Convert the items below into a JSON list of strings with one string per line. Leave out any blank lines.

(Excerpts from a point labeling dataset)
☆ ☆ ☆
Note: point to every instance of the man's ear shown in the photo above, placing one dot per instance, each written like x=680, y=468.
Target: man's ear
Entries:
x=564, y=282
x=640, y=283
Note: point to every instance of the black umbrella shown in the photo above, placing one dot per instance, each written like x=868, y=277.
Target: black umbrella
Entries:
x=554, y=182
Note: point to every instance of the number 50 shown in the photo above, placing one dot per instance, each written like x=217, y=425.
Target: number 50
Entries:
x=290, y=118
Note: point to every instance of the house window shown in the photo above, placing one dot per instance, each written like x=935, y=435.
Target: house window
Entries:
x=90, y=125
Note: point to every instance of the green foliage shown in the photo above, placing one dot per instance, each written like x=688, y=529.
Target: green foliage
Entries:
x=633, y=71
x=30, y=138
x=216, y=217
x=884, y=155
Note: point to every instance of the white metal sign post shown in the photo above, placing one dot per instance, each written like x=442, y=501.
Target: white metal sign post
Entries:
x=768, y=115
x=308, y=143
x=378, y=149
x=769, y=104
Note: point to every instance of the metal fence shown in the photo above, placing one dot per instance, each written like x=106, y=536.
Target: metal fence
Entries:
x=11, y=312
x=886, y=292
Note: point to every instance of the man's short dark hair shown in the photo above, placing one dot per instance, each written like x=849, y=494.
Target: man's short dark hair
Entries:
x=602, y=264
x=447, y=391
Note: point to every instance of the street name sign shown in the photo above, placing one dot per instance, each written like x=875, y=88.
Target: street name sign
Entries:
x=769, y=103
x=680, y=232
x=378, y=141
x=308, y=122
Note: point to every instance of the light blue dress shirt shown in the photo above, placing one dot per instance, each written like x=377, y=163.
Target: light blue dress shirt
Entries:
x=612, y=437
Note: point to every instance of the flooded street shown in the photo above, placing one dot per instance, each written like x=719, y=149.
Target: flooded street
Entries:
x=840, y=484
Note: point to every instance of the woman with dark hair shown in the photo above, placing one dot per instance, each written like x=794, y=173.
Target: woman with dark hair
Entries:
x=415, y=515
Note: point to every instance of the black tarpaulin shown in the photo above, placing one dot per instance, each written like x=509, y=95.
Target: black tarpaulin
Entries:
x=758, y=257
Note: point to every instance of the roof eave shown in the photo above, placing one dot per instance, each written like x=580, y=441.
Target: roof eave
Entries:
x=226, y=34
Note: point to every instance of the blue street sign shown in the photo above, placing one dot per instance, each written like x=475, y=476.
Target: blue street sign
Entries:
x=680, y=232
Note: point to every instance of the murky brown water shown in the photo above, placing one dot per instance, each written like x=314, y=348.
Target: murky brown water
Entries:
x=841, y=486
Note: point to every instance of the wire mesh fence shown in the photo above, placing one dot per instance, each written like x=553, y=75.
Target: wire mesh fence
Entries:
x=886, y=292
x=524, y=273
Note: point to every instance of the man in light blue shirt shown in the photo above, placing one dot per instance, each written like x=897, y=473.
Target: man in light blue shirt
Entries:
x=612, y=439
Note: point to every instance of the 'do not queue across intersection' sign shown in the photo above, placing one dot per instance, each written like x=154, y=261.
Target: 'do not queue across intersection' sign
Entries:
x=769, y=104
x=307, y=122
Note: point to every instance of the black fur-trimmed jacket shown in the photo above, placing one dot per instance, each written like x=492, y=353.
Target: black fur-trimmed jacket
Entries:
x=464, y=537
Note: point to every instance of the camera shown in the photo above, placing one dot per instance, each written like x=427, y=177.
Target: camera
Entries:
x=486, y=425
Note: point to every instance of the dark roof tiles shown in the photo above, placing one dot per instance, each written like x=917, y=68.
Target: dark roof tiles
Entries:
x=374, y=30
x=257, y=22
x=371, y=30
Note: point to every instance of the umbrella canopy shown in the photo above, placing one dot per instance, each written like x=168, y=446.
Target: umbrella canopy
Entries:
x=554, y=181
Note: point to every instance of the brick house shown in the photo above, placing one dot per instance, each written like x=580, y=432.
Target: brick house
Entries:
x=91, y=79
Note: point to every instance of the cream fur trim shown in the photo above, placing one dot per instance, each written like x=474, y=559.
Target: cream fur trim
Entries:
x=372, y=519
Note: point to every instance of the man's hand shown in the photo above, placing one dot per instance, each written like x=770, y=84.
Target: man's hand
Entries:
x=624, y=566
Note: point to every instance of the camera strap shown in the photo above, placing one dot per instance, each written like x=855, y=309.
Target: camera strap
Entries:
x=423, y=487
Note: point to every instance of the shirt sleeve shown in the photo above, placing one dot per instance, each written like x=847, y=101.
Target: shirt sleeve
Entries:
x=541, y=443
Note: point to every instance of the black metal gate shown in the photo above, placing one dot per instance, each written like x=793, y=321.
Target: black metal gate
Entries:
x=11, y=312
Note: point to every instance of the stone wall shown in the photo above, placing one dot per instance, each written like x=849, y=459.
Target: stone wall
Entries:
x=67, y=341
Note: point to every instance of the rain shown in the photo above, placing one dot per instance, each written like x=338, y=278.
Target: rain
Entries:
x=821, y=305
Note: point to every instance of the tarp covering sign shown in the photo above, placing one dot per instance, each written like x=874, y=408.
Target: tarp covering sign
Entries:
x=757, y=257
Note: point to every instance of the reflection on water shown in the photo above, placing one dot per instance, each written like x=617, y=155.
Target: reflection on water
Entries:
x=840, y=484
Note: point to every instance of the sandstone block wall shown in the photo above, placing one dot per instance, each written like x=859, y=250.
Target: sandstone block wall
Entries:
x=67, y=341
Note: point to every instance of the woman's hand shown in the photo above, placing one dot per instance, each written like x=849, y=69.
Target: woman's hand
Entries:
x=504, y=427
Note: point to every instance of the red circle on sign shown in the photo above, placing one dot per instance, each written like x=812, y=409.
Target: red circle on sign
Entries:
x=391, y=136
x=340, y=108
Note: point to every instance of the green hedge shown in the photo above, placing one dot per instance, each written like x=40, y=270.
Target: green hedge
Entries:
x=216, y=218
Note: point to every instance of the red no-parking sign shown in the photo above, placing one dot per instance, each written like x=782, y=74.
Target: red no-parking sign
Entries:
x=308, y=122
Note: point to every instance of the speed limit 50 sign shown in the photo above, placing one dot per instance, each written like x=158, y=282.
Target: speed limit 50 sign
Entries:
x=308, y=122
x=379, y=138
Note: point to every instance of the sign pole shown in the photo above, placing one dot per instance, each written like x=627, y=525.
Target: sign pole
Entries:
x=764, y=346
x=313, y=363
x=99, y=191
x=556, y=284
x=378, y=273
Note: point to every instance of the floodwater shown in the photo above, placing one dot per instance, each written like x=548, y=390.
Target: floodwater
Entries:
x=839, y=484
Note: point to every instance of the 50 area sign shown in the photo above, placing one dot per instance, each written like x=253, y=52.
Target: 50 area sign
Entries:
☆ ☆ ☆
» EXPECTED OUTPUT
[
  "Note: point to every instance of the man's ear shown in the photo above, placing one dot per instance, each written like x=680, y=468.",
  "Target: man's ear",
  "Entries:",
  "x=564, y=282",
  "x=640, y=283",
  "Note: point to every instance of the black umbrella shown in the photo above, placing one dot per instance, each written like x=868, y=277.",
  "Target: black umbrella",
  "Entries:",
  "x=554, y=182",
  "Note: point to every instance of the number 50 shown in the photo above, placing one dot per instance, each written like x=217, y=425.",
  "Target: number 50",
  "Entries:",
  "x=290, y=118",
  "Note: point to every instance of the house window shown in the photo above, placing one dot per instance, each written like x=935, y=435.",
  "Target: house window",
  "Entries:",
  "x=90, y=125",
  "Note: point to every instance of the green foliage shown in the photo above, placing one dot per instance, each written like x=688, y=529.",
  "Target: green foliage",
  "Entries:",
  "x=633, y=71",
  "x=30, y=138",
  "x=216, y=217",
  "x=884, y=155",
  "Note: point to every instance of the white metal sign post shown in the photo above, placing one dot per instance, each written like x=442, y=501.",
  "Target: white metal sign post",
  "Entries:",
  "x=768, y=115",
  "x=308, y=143",
  "x=378, y=149",
  "x=769, y=104",
  "Note: point to every instance of the metal fence shown in the photo above, placing one dot per instance, each written like x=106, y=536.",
  "Target: metal fence",
  "Entries:",
  "x=11, y=312",
  "x=886, y=292",
  "Note: point to every instance of the man's short dark hair shown in the photo above, placing one dot per instance, each written like x=849, y=494.",
  "Target: man's short dark hair",
  "Entries:",
  "x=602, y=264",
  "x=447, y=391",
  "Note: point to every instance of the street name sign shown in the photo above, placing one dot per instance, each written like x=875, y=88.",
  "Target: street name sign",
  "Entries:",
  "x=769, y=103",
  "x=680, y=232",
  "x=378, y=141",
  "x=308, y=122",
  "Note: point to every instance of the light blue dress shirt shown in the photo above, placing one dot per instance, each written like x=377, y=163.",
  "Target: light blue dress shirt",
  "Entries:",
  "x=612, y=437",
  "Note: point to every instance of the flooded street shown in the photo above, placing one dot per instance, each written like x=719, y=149.",
  "Target: flooded street",
  "Entries:",
  "x=840, y=484",
  "Note: point to every instance of the woman with dark hair shown in the photo above, placing one dot per instance, each written like x=794, y=173.",
  "Target: woman with dark hair",
  "Entries:",
  "x=415, y=515",
  "Note: point to every instance of the black tarpaulin shown in the photo above, placing one dot per instance, each written like x=509, y=95.",
  "Target: black tarpaulin",
  "Entries:",
  "x=758, y=257",
  "Note: point to every instance of the roof eave shown in the photo above, placing one dot per instance, each written like x=580, y=441.",
  "Target: roof eave",
  "Entries:",
  "x=226, y=34",
  "Note: point to every instance of the blue street sign shown in the photo above, placing one dot per instance, each written like x=475, y=476.",
  "Target: blue street sign",
  "Entries:",
  "x=680, y=232",
  "Note: point to every instance of the murky brown water shown in the photo above, placing one dot per instance, each written like x=314, y=348.",
  "Target: murky brown water",
  "Entries:",
  "x=841, y=486",
  "Note: point to every instance of the wire mesh fence shown in the photo above, placing one dot per instance, each written like x=553, y=75.",
  "Target: wire mesh fence",
  "Entries:",
  "x=886, y=292",
  "x=524, y=273",
  "Note: point to every instance of the man in light blue shirt shown in the photo above, placing one dot per instance, each written like x=897, y=473.",
  "Target: man in light blue shirt",
  "Entries:",
  "x=612, y=439",
  "Note: point to every instance of the 'do not queue across intersection' sign shown in the photo above, placing one dot per instance, each written like x=154, y=261.",
  "Target: 'do not queue across intersection' sign",
  "Entries:",
  "x=769, y=104",
  "x=307, y=122",
  "Note: point to every instance of the black fur-trimmed jacket shown in the photo above, placing one dot per instance, each written like x=492, y=353.",
  "Target: black fur-trimmed jacket",
  "Entries:",
  "x=464, y=537",
  "Note: point to every instance of the camera shown in the photo above, placing one dot per instance, each written like x=427, y=177.",
  "Target: camera",
  "Entries:",
  "x=486, y=425",
  "Note: point to every instance of the dark roof tiles shown in the photo above, placing one dot per instance, each written like x=917, y=68.",
  "Target: dark roof tiles",
  "Entries:",
  "x=374, y=30",
  "x=257, y=22",
  "x=371, y=30",
  "Note: point to every instance of the umbrella canopy shown in the photo above, placing one dot per instance, each written like x=168, y=446.",
  "Target: umbrella canopy",
  "Entries:",
  "x=554, y=181",
  "Note: point to every instance of the brick house shown in the photo above, placing one dot per instance, each written like x=580, y=432.",
  "Target: brick house",
  "Entries:",
  "x=91, y=79",
  "Note: point to every instance of the cream fur trim shown in the photo above, placing one dot per instance, each written like x=474, y=559.",
  "Target: cream fur trim",
  "Entries:",
  "x=372, y=519",
  "Note: point to every instance of the man's hand shown in the photo above, placing one dot per instance, each written like x=770, y=84.",
  "Target: man's hand",
  "Entries:",
  "x=624, y=566",
  "Note: point to every instance of the camera strap shown in the photo above, placing one dot per instance, each written like x=855, y=309.",
  "Target: camera strap",
  "Entries:",
  "x=423, y=487",
  "Note: point to every instance of the shirt sleeve shown in the photo above, placing one dot per instance, each written like x=847, y=101.",
  "Target: shirt sleeve",
  "Entries:",
  "x=541, y=443",
  "Note: point to every instance of the black metal gate shown in the photo above, placing one dot per instance, each written like x=793, y=321.",
  "Target: black metal gate",
  "Entries:",
  "x=11, y=312",
  "Note: point to every instance of the stone wall shown in the photo above, placing one dot per instance, each written like x=849, y=459.",
  "Target: stone wall",
  "Entries:",
  "x=67, y=341",
  "Note: point to every instance of the rain shown in the photo above, placing one dot per instance, each written like x=338, y=278.",
  "Target: rain",
  "Entries:",
  "x=821, y=305",
  "Note: point to every instance of the tarp covering sign shown in the photo above, placing one dot per instance, each written like x=874, y=408.",
  "Target: tarp covering sign",
  "Entries:",
  "x=757, y=257",
  "Note: point to every instance of the reflection on water shown in the photo above, placing one dot per instance, each written like x=617, y=155.",
  "Target: reflection on water",
  "Entries:",
  "x=840, y=484",
  "Note: point to every instance of the sandstone block wall shown in the photo above, placing one dot per instance, each written like x=859, y=250.",
  "Target: sandstone block wall",
  "Entries:",
  "x=67, y=341",
  "Note: point to every instance of the woman's hand shown in the photo above, placing one dot per instance, each written like x=849, y=69.",
  "Target: woman's hand",
  "Entries:",
  "x=504, y=427",
  "Note: point to every instance of the red circle on sign shown in the photo above, placing one dot per instance, each written like x=812, y=409.",
  "Target: red circle on sign",
  "Entries:",
  "x=391, y=136",
  "x=340, y=108",
  "Note: point to every instance of the green hedge shown in the photo above, placing one dot per instance, each written like x=40, y=270.",
  "Target: green hedge",
  "Entries:",
  "x=216, y=218",
  "Note: point to every instance of the red no-parking sign shown in the photo above, placing one dot per instance, each written like x=782, y=74.",
  "Target: red no-parking sign",
  "Entries:",
  "x=308, y=122",
  "Note: point to every instance of the speed limit 50 sign shown in the photo above, placing one dot per instance, each written like x=158, y=282.",
  "Target: speed limit 50 sign",
  "Entries:",
  "x=308, y=122",
  "x=379, y=138",
  "Note: point to every instance of the sign pole shown in the photo above, placing one dot per instance, each written like x=627, y=525.",
  "Target: sign pole",
  "Entries:",
  "x=764, y=346",
  "x=313, y=363",
  "x=99, y=191",
  "x=556, y=284",
  "x=378, y=273",
  "Note: point to every instance of the floodwater shown in the photo above, placing one dot per instance, each written like x=548, y=390.",
  "Target: floodwater",
  "Entries:",
  "x=839, y=484",
  "Note: point to every instance of the 50 area sign shown in the photo above, placing one dot per instance, each written like x=253, y=52.",
  "Target: 50 area sign",
  "Entries:"
]